* WORK TO COMPLETE:
Rewrite everything from the line containing "Would you be able to tag each instance of the rock" down to the end of the items, swapping "rock face" for "cliff face" and keeping all else the same.

★ ★ ★ ★ ★

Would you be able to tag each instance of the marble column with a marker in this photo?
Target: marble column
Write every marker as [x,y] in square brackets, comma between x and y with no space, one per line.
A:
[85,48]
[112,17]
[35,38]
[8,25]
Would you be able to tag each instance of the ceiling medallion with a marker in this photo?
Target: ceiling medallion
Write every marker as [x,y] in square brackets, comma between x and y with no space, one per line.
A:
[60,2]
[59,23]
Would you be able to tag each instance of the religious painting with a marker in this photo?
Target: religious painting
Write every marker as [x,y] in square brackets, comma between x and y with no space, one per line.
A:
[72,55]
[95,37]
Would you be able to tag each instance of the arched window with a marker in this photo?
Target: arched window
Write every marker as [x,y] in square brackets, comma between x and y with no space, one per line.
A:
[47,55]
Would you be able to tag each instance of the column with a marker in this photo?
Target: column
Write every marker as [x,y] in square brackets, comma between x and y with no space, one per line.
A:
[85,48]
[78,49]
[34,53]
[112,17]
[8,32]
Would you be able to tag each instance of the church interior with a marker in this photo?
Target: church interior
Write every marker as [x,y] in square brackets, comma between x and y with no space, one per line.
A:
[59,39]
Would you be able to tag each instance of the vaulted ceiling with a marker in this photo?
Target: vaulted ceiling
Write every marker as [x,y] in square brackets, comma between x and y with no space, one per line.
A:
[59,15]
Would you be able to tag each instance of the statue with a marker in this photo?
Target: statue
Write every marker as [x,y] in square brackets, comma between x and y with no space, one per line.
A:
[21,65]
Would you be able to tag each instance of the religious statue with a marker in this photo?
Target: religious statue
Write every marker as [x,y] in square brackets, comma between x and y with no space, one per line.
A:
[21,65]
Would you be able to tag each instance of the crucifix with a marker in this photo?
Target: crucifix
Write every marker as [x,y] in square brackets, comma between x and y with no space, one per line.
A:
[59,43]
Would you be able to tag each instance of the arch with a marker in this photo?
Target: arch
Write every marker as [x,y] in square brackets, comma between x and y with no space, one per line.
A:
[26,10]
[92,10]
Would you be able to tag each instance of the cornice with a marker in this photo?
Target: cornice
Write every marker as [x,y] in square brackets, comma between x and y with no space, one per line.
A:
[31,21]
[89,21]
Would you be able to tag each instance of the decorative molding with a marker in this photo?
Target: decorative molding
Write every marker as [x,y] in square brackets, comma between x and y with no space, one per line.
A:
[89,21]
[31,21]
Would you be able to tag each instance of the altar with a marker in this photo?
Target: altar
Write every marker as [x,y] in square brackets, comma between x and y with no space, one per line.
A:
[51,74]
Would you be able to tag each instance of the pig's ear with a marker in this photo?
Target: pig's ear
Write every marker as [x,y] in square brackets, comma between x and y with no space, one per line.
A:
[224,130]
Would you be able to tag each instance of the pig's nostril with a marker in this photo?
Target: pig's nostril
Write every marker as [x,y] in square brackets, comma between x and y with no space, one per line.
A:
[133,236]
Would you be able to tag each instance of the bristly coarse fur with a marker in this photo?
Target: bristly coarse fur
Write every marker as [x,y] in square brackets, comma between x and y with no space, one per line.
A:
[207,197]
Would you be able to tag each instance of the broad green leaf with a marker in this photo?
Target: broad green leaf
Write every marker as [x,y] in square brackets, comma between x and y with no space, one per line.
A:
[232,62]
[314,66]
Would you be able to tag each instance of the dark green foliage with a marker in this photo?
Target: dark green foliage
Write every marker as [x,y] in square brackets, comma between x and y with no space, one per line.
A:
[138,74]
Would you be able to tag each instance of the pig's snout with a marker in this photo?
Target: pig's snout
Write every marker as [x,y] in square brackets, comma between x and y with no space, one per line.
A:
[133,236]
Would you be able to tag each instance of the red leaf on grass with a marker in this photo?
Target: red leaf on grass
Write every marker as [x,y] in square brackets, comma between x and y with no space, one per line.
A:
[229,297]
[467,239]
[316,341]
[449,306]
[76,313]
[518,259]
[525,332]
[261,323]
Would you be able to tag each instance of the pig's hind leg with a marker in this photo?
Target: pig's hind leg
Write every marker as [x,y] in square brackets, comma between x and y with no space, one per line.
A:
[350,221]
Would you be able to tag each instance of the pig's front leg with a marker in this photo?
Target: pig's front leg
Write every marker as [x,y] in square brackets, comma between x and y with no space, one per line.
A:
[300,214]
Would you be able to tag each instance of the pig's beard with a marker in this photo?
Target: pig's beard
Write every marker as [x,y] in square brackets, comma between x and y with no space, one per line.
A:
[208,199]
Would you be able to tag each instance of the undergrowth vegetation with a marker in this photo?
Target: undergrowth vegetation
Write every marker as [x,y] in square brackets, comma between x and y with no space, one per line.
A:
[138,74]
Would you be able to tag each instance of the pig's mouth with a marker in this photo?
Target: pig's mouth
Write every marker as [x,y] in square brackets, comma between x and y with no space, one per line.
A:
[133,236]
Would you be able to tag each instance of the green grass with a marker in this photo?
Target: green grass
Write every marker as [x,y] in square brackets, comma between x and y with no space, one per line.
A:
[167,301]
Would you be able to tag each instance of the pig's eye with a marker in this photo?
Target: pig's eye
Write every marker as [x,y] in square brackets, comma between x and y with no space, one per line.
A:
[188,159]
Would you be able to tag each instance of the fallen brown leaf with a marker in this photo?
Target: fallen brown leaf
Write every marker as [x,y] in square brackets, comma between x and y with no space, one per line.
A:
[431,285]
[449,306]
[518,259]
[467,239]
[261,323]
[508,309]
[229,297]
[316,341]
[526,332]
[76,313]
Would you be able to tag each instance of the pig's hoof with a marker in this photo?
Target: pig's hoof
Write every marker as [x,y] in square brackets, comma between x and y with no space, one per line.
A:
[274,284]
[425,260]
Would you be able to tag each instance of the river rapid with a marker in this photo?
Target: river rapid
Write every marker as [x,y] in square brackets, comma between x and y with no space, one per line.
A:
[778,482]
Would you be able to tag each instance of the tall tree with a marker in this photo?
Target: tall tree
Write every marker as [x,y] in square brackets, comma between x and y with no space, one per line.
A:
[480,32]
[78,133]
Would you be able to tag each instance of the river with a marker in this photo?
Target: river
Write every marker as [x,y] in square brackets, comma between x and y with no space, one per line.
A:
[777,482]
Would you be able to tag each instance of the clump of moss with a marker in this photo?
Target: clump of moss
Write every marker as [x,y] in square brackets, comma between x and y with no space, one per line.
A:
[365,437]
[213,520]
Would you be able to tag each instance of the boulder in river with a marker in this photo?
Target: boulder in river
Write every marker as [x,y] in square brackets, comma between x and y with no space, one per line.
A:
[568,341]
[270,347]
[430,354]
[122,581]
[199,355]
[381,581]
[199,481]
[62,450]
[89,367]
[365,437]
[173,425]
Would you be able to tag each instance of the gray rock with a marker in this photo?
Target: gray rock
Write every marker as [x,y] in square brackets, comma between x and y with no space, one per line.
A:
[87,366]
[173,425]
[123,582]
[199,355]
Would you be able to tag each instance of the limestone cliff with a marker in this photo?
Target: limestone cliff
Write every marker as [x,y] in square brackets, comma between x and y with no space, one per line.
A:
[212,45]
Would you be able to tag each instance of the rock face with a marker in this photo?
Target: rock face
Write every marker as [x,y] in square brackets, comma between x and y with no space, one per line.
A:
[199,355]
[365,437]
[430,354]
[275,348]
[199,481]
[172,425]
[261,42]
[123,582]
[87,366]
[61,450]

★ ★ ★ ★ ★

* RESULT FOR THIS TASK:
Would you be able to tag each instance of the cliff face with a marker in this photo?
Target: cliff face
Write every marker as [x,y] in square brackets, comma between x and y with no space, one per line.
A:
[199,355]
[365,437]
[430,354]
[275,348]
[199,481]
[172,425]
[261,42]
[123,582]
[87,366]
[61,450]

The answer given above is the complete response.